__USING THE INFORMATION__
A - Rewrite the article on Collin Peterson from "U.S. Rep. Collin" up to and including "for Peterson, conservative.", changing "farmland" to "cropland".
B - According to the article on Collin Peterson, what share of the vote did Peterson take in his own re-election campaign?

__READING TEXT__
<<<<

U.S. Rep. Collin Peterson told The Washington Post recently that the Democratic Party’s increasing liberalization and urbanization is the reason for Donald Trump’s victory.
Peterson represents Minnesota’s 7th district which covers much of the western half of the state. The 38 counties there total more than 35,000 square miles, mostly of farmland and prairie. The voters of this district are overwhelmingly white, and more interestingly for Peterson, conservative.
Peterson is one of the few remaining rural conservative Democrats. For example, he was the only Minnesotan member of Congress, and one of only two Democrats to co-sponsor the Muslim Brotherhood Terrorist Designation Act of 2015. The other Democrat was Rep. Gene Green (TX-29.) The Cook Political Report shows that Peterson is one of only nine Democrats who will remain in Congress whose district voted for Mitt Romney in 2012.
Most of the counties in Peterson’s district voted overwhelmingly for Trump, some by margins in excess of 40 percent. Peterson, however, took 52.5 percent of the vote in his own re-election campaign.
“They don’t like the government telling them what to do or telling them how to live their lives,” Peterson told The Washington Post of voters in his district, “They think [the government is] coddling people, like when people’s feelings are hurt at the colleges and they send somebody in to make them feel better. Stuff like that drives [voters here] crazy.”
Trump’s stances on issues such as repealing the Affordable Care Act and trade protectionism mustered rural support for Trump. Peterson happens to agree with Trump on those issues, and thinks the urbanization of the Democratic Party is pushing issues such that he would never get a Democratic endorsement if he were starting his political career today.

>>>>

__INFORMATION GIVEN__
<<<<

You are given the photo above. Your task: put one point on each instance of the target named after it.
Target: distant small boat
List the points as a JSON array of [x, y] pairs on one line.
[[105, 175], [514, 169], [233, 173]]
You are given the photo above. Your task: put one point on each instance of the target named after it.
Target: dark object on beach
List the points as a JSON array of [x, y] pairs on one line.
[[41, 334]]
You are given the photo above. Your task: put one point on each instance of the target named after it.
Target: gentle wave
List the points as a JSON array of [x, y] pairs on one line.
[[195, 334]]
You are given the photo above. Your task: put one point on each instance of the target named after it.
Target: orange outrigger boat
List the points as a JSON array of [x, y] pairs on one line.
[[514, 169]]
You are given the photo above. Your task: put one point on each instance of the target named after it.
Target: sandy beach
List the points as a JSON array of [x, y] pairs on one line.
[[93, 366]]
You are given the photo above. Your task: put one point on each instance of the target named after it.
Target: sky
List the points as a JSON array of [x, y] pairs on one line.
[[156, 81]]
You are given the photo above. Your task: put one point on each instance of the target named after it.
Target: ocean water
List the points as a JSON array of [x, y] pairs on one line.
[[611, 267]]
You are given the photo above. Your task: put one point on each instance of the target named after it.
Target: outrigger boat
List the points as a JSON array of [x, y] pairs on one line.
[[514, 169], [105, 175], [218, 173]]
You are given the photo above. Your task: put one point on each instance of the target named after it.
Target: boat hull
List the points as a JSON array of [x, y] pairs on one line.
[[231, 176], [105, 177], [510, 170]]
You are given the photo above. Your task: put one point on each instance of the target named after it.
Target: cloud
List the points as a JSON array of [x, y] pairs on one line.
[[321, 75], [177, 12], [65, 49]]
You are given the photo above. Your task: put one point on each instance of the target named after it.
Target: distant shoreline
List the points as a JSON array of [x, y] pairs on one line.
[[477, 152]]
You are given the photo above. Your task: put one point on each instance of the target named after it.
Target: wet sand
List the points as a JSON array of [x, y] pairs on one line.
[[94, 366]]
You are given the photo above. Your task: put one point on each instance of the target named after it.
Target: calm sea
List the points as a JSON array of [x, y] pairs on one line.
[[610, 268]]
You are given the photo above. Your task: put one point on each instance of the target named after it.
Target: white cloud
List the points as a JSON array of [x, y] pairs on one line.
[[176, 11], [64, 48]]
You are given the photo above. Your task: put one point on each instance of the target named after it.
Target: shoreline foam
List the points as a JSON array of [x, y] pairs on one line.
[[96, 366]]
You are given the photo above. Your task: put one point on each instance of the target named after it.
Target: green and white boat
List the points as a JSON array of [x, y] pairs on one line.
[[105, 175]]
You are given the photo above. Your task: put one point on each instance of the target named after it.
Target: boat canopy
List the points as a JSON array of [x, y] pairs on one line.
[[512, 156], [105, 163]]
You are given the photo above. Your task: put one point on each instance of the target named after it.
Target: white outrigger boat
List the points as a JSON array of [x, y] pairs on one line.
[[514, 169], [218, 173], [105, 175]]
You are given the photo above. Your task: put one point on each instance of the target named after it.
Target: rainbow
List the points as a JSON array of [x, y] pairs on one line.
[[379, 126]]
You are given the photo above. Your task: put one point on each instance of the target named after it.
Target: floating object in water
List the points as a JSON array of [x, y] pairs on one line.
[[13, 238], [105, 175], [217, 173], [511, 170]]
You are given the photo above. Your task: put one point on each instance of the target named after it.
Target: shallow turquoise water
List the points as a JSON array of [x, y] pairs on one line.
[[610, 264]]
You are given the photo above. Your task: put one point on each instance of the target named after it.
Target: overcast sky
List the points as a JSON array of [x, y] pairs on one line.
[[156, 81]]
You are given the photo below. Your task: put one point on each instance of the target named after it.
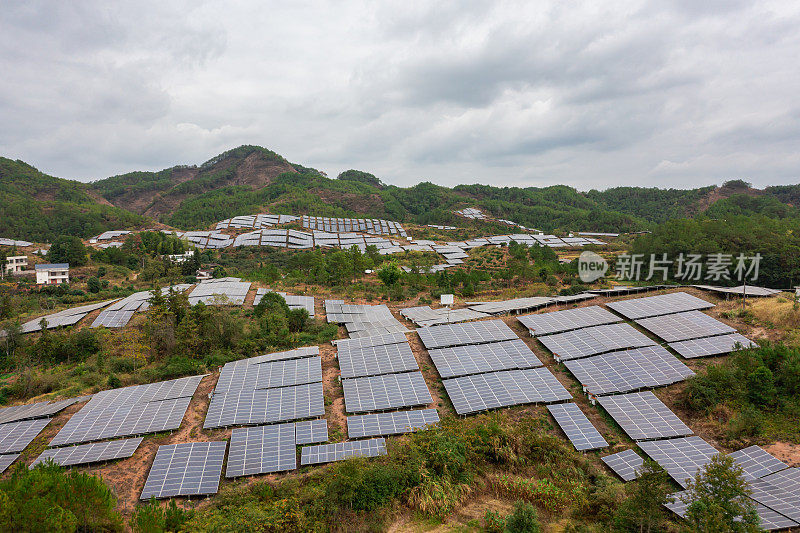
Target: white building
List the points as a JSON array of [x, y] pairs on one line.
[[52, 274], [16, 263]]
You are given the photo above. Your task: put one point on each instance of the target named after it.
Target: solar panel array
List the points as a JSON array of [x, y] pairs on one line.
[[119, 313], [67, 317], [363, 320], [90, 453], [387, 391], [263, 406], [684, 326], [374, 360], [269, 388], [643, 416], [311, 431], [628, 370], [626, 464], [6, 460], [294, 302], [516, 305], [594, 340], [425, 316], [130, 411], [757, 462], [15, 436], [682, 458], [326, 453], [718, 345], [481, 392], [261, 450], [373, 226], [233, 292], [394, 423], [661, 304], [579, 430], [373, 340], [35, 410], [470, 333], [568, 319], [478, 358], [185, 469]]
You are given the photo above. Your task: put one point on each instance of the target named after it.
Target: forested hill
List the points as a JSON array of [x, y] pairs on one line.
[[251, 179], [38, 207]]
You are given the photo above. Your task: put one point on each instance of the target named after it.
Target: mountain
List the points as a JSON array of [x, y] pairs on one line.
[[39, 208], [252, 179]]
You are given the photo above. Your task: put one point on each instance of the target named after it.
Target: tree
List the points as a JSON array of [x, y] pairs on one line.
[[67, 249], [717, 499], [643, 510], [389, 275]]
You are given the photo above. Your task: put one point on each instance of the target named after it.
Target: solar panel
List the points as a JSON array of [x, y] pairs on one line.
[[568, 319], [477, 358], [130, 411], [185, 469], [625, 464], [628, 370], [261, 450], [375, 360], [263, 406], [684, 326], [15, 436], [6, 460], [643, 416], [395, 423], [90, 453], [365, 342], [661, 304], [388, 391], [311, 431], [481, 392], [718, 345], [579, 430], [682, 458], [469, 333], [776, 497], [35, 410], [594, 340], [297, 353], [769, 519], [326, 453], [757, 462]]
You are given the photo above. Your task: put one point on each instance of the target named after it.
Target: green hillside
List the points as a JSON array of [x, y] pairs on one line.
[[39, 207]]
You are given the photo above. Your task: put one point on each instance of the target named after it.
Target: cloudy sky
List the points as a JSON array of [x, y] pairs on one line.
[[660, 93]]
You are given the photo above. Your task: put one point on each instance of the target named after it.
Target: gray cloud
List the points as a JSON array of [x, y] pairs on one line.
[[674, 94]]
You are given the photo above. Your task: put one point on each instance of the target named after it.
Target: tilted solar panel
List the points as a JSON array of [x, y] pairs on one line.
[[661, 304], [185, 469], [684, 326], [90, 453], [326, 453], [568, 319], [643, 416], [262, 449], [707, 346], [594, 340], [386, 391], [625, 464], [394, 423], [477, 358], [579, 430]]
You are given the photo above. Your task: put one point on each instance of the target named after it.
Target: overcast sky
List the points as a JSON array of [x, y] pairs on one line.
[[667, 94]]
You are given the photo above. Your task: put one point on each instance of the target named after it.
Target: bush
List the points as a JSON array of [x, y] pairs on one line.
[[46, 498]]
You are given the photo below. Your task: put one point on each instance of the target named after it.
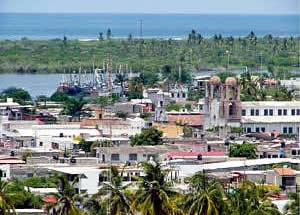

>>>>

__TASK ANSWERS__
A -
U.S. Rep. Collin Peterson told The Washington Post recently that the Democratic Party’s increasing liberalization and urbanization is the reason for Donald Trump’s victory.
Peterson represents Minnesota’s 7th district which covers much of the western half of the state. The 38 counties there total more than 35,000 square miles, mostly of cropland and prairie. The voters of this district are overwhelmingly white, and more interestingly for Peterson, conservative.

B - 52.5 percent